(Beginning of Data in this exercise)
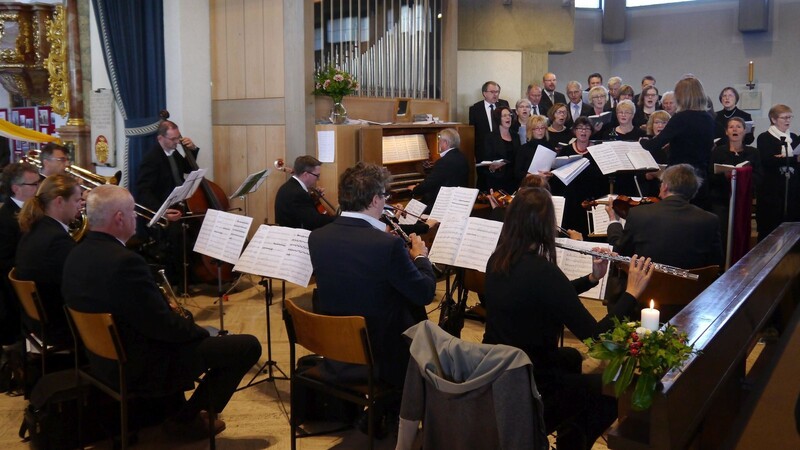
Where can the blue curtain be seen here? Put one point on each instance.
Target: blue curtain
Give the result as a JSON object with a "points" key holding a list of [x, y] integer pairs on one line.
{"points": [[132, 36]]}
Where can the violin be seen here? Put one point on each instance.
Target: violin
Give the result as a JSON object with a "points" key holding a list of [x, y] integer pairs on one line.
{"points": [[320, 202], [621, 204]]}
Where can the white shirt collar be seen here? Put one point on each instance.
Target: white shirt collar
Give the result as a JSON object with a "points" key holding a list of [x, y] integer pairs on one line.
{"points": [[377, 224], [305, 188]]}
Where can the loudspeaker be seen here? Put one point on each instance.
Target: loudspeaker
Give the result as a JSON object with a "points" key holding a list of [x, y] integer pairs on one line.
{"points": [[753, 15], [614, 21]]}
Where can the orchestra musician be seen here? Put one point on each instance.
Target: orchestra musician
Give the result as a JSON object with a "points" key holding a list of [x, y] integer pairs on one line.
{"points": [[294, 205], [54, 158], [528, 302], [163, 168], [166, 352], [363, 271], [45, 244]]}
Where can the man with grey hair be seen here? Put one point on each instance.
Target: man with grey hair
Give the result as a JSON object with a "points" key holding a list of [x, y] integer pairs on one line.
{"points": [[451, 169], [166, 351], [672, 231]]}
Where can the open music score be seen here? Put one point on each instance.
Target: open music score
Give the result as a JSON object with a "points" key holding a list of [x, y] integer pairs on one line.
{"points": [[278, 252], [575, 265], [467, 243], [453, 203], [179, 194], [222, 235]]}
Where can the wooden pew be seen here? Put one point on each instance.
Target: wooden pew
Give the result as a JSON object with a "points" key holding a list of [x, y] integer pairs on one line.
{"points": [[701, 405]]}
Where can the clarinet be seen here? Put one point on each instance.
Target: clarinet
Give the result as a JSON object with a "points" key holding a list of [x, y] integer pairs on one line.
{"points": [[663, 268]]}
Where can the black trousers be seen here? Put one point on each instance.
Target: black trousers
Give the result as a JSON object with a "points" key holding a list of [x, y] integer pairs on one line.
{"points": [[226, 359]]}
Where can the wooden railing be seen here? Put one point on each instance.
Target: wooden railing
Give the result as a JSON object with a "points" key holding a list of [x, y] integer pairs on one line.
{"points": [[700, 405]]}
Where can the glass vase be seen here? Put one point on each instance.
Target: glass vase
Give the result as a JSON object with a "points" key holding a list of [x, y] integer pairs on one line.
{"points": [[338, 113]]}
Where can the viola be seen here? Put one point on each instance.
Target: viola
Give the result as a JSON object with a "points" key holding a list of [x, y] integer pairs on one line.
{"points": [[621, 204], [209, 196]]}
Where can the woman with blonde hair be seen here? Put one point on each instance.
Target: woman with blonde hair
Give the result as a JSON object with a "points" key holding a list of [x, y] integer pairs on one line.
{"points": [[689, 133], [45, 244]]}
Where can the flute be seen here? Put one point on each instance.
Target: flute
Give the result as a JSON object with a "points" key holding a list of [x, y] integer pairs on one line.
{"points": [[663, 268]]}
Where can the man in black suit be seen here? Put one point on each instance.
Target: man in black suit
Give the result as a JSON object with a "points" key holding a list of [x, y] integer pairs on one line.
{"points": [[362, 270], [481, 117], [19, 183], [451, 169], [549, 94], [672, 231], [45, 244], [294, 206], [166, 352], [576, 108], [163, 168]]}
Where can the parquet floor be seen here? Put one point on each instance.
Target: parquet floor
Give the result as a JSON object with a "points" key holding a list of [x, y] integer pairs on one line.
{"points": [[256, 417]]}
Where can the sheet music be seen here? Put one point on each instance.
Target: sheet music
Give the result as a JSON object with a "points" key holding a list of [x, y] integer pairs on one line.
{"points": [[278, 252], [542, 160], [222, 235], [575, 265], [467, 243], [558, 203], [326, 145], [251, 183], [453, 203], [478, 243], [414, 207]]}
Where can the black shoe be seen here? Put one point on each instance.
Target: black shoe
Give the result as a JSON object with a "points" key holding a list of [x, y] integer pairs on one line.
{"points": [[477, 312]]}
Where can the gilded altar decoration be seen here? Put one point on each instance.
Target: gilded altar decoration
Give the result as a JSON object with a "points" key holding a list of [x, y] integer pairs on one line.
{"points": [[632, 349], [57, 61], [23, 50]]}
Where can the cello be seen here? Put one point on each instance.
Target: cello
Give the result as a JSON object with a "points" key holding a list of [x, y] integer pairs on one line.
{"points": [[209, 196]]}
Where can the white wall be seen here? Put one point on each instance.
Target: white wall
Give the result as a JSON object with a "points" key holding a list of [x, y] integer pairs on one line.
(End of Data in this exercise)
** Exercise requirements **
Exactly as written, restate the lines above from the opening line through the one holding "Target: man with grey hair", omitting the pictures.

** Response to the task **
Where can the blue curtain be seen here? Put one point on each instance.
Target: blue curtain
Give the result as a JSON object with a "points" key holding a list of [x, y] integer pairs on one line.
{"points": [[132, 36]]}
Where can the violin be seen here? Put one point on each instance.
Target: violin
Give the result as a JSON object with a "points" key holding a list of [x, y] integer pairs on one line.
{"points": [[320, 202], [621, 204]]}
Where can the white shirt collar be seen here? Put one point on each instance.
Target: white shirt collar
Give the result as a JSON object with a "points" key holding a list of [x, y] integer pairs on one line.
{"points": [[377, 224], [305, 188]]}
Where can the loudspeaker be seen here? Put one point on each instance.
Target: loudspeaker
Give the result as a JSON object with a "points" key holding a list of [x, y] integer pairs on one line.
{"points": [[753, 15], [614, 21]]}
Where can the orchestra musician be seen here? Put one point on each instance.
Target: orchestra musician
Give the result as a JSON object with a "points" key holding a list of [x, y] integer pairs on one line.
{"points": [[294, 205], [54, 158], [528, 302], [163, 168], [166, 352], [363, 271], [45, 244]]}
Where can the man with grey hair be seen here? Put one point on each instance.
Target: man with grey hair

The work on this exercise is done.